+++ Dataset records +++

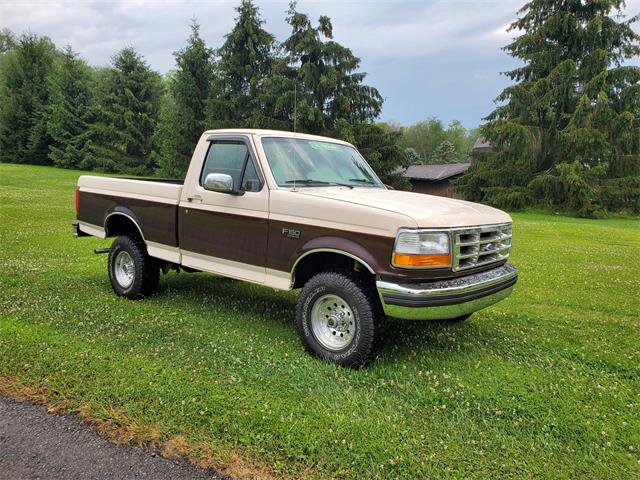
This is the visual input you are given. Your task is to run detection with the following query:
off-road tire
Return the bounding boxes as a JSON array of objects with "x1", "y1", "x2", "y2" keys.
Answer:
[
  {"x1": 107, "y1": 235, "x2": 160, "y2": 300},
  {"x1": 296, "y1": 272, "x2": 386, "y2": 368},
  {"x1": 442, "y1": 313, "x2": 473, "y2": 325}
]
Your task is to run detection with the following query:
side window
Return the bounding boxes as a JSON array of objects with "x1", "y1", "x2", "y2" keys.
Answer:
[{"x1": 200, "y1": 140, "x2": 262, "y2": 192}]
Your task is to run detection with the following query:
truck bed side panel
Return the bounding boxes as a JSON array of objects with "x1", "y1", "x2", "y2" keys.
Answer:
[
  {"x1": 78, "y1": 175, "x2": 182, "y2": 251},
  {"x1": 78, "y1": 190, "x2": 178, "y2": 247}
]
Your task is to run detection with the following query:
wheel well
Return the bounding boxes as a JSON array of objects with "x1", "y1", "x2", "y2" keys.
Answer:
[
  {"x1": 104, "y1": 213, "x2": 144, "y2": 239},
  {"x1": 293, "y1": 252, "x2": 374, "y2": 289}
]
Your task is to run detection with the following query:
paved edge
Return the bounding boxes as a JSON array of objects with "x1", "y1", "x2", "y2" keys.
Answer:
[{"x1": 0, "y1": 396, "x2": 230, "y2": 480}]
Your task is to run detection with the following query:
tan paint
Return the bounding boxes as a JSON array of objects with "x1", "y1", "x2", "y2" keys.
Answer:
[{"x1": 78, "y1": 175, "x2": 182, "y2": 205}]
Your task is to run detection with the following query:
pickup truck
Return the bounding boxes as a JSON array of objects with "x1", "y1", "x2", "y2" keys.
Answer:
[{"x1": 74, "y1": 129, "x2": 517, "y2": 367}]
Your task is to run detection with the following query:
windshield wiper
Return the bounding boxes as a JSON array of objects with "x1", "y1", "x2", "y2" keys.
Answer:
[{"x1": 284, "y1": 178, "x2": 353, "y2": 188}]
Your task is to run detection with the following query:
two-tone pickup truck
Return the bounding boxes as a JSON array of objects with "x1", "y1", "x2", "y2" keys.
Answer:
[{"x1": 74, "y1": 130, "x2": 517, "y2": 366}]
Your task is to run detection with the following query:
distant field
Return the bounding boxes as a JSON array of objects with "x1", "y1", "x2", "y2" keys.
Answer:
[{"x1": 0, "y1": 164, "x2": 640, "y2": 479}]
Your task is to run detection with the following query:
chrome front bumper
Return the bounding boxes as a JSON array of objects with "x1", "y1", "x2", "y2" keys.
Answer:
[{"x1": 376, "y1": 264, "x2": 518, "y2": 320}]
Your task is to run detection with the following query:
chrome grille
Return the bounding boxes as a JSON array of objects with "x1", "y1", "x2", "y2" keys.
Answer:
[{"x1": 452, "y1": 223, "x2": 511, "y2": 272}]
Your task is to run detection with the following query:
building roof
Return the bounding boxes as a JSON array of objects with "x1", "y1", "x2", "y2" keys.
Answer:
[{"x1": 402, "y1": 163, "x2": 471, "y2": 181}]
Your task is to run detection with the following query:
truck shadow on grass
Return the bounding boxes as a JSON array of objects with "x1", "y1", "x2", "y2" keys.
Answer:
[{"x1": 146, "y1": 274, "x2": 498, "y2": 362}]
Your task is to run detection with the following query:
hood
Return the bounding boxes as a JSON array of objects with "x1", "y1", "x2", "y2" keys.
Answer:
[{"x1": 298, "y1": 187, "x2": 511, "y2": 228}]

+++

Task goal
Count the lines in the items above that contain the string "truck". Reply with the number alone.

Complete response
4